* Begin Article *

After Ford spent years and millions on a problem with tires I would expect the dealer to have resolved this problem with a replacement tire for each of those which separated within three years of the delivery of the new van. In my opinion after replacing two of those tires I would have suggested a change in brands on the third event. You should understand the reason there are so many brands is that a lot of people have a problem with a tire that causes them to "never buy that brand again".
I remain convinced the problem Ford had with Firestone was caused by the low pressure they wanted in order to make the ride more comfortable. Over time running a tire at low pressure can lead to separation due to heat build up.
I have customers with government purchasing contracts in which they recently changed from BF Goodrich to Uniroyal brand tires in this size and seem to be very happy with the performance. By the way they use them on emergency vehicles so the quality is very good.
I would consider buying the new set of brand name tires and offer the set you have for sale in a local paper or craigslist and expect to get more than $100 back on the set of 4 or 5. Those tires all have less than 18,000 miles and should be easy to sell.



Editorial Comment:

I agree with your opinion that the dealer or even Ford should be responsible for this kind of situation.

* End Article *

— Jobs —
• A. List every tire brand named in the tire advice above.
• B. Continue the tire advice above from its last sentence.

* Begin Material shown *

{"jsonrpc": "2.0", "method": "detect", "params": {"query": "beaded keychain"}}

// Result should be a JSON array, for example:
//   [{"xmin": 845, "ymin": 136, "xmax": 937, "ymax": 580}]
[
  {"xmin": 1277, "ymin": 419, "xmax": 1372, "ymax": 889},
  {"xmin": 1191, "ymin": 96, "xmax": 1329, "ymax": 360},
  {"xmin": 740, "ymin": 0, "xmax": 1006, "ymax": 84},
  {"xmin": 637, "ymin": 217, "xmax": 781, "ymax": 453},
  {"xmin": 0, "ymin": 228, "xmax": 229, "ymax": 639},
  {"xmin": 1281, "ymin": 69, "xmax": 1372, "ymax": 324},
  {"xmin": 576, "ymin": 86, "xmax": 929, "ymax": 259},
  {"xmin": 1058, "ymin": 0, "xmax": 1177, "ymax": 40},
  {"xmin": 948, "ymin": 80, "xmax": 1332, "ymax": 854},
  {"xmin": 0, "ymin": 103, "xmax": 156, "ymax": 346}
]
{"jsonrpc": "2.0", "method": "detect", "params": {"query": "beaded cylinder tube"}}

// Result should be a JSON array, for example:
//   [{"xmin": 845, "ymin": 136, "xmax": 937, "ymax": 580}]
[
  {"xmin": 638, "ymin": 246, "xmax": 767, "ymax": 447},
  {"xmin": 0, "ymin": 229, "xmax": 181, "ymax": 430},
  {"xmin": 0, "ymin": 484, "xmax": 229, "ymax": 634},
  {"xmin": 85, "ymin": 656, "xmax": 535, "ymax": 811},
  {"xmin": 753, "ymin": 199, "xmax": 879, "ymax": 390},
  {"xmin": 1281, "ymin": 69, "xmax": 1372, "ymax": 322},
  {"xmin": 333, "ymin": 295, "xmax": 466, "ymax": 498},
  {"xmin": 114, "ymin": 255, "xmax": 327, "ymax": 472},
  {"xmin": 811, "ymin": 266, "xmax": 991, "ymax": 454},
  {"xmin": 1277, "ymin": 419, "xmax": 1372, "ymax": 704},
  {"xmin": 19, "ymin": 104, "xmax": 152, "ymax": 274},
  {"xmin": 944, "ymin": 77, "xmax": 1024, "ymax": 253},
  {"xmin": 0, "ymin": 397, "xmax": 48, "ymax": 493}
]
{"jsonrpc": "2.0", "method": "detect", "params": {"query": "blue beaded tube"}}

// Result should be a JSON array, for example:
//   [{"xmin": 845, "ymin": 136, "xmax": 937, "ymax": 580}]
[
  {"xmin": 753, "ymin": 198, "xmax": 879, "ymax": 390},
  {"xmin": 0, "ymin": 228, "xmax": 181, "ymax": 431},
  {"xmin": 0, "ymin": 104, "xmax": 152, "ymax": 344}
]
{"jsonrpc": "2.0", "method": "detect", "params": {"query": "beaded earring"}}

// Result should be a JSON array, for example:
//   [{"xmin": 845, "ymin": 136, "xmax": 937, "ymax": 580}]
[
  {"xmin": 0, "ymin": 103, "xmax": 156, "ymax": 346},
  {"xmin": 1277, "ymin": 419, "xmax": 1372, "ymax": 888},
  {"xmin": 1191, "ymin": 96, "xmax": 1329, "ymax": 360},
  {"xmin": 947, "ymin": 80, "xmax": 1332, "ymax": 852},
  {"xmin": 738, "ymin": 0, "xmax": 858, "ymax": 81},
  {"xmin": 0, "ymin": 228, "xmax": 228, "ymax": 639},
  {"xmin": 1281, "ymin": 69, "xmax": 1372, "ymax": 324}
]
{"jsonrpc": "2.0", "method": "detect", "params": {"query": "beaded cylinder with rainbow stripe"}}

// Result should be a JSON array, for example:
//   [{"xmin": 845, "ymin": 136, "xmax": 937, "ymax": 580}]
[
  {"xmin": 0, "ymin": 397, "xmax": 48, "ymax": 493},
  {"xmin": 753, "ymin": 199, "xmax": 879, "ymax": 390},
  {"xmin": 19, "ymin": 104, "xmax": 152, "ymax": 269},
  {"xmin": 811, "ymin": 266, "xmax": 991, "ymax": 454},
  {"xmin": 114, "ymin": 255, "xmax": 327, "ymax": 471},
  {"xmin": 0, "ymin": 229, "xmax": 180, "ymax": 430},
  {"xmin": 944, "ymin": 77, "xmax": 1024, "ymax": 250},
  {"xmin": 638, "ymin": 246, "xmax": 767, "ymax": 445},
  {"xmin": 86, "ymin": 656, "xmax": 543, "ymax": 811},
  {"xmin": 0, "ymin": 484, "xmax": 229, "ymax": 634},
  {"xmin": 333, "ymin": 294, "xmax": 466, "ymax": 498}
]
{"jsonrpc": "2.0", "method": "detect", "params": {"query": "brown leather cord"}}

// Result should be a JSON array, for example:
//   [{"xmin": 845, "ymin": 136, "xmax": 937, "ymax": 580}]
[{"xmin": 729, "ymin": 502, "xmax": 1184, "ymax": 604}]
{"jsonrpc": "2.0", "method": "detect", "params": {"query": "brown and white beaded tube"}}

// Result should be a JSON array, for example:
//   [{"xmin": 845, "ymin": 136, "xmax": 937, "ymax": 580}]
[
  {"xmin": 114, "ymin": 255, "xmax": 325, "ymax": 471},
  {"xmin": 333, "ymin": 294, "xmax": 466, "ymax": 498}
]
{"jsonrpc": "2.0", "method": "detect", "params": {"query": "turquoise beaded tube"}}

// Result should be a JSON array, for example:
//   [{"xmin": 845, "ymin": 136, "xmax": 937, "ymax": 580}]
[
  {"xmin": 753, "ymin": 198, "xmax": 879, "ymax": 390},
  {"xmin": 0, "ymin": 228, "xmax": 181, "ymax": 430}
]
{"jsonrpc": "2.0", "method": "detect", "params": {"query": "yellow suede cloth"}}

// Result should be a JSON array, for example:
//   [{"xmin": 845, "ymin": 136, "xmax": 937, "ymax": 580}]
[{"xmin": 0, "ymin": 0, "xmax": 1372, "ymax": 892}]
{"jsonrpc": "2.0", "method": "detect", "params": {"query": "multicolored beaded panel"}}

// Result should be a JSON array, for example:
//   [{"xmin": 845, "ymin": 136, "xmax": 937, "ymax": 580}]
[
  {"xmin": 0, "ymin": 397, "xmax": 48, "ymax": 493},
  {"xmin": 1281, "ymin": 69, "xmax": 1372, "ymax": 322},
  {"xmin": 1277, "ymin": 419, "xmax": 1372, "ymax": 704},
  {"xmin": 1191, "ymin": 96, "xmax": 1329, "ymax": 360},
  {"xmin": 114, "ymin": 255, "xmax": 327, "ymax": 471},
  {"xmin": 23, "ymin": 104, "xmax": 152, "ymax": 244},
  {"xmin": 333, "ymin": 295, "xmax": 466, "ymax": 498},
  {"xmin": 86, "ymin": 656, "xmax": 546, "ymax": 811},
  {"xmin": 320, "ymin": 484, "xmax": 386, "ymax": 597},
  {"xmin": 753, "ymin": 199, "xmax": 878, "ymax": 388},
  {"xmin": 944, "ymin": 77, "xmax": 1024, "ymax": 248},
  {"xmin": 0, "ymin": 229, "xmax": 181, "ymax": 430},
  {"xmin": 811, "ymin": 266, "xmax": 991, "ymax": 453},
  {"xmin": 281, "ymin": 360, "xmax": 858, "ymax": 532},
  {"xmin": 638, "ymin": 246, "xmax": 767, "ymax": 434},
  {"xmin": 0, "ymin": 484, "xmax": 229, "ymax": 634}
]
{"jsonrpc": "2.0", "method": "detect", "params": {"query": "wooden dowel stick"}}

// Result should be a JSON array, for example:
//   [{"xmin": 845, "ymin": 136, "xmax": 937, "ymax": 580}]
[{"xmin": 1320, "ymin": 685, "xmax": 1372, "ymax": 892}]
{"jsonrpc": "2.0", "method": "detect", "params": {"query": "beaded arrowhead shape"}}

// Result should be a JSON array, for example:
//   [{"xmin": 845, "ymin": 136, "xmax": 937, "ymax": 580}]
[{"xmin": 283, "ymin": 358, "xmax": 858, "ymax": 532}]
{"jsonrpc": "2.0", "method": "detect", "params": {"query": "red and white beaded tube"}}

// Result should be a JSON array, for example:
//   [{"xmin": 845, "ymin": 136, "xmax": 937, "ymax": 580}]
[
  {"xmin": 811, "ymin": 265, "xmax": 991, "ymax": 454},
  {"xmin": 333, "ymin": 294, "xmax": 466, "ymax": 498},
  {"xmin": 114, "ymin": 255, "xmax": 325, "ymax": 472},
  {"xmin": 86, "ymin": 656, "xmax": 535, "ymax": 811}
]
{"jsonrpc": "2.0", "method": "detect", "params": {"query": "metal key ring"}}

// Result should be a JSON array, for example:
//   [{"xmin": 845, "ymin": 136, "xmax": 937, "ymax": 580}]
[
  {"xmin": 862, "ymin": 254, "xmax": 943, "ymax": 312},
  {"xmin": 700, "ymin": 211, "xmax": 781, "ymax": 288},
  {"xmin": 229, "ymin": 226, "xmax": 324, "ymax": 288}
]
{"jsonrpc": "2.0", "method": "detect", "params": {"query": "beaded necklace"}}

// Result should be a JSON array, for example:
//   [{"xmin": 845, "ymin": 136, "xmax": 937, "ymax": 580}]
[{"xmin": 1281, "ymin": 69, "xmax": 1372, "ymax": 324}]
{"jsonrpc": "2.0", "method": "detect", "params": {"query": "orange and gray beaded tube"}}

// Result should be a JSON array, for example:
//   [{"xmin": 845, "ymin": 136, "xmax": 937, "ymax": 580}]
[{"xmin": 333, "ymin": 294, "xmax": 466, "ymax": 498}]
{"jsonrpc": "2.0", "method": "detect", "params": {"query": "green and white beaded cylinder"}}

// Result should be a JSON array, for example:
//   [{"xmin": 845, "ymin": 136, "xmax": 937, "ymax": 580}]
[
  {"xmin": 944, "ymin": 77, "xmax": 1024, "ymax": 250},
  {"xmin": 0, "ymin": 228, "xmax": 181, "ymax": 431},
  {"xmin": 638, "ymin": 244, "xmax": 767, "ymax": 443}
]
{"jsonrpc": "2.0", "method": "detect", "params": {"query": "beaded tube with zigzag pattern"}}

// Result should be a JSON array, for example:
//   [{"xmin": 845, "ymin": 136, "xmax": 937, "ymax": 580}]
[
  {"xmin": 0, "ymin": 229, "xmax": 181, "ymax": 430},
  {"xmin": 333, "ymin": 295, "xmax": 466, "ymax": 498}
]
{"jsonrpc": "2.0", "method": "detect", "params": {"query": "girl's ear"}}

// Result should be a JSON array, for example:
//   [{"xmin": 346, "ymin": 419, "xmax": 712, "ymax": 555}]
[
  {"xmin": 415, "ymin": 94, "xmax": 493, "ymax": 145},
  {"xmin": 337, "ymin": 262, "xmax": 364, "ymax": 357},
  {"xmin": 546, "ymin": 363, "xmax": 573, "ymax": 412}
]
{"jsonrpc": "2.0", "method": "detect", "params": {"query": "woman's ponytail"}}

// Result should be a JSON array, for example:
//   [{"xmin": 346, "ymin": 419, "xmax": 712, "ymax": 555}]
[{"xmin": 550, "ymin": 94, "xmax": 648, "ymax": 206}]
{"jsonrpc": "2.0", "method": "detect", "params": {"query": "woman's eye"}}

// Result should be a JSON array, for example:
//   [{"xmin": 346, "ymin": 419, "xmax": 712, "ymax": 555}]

* End Material shown *

— The results —
• A. Firestone, BF Goodrich, Uniroyal

• B.
One thing that most people don't know is that all tires are designed to operate at a certain diameter after they have been inflated. If, considering the weight of the vehicle and it's load, the pressure is too low, the tire will have a smaller diameter -- measured from the road to the center of the axle.

The fix for this is to add air until that operating diameter is reached, however, one effect of adding air is to make the tire harder and the ride may not be as soft as it was previously.

Suggesting that a vehicle use less pressure to correct a deficiency in engineering design of the van is a last-minute attempt to salvage an error which should have been fixed when the vehicle was being designed.

The very least the company should do is disclose that they recommend using a lower pressure for increased ride comfort, but that this will result in lower tire life and possible problems with the tire because of the increased heat generated through lower pressure.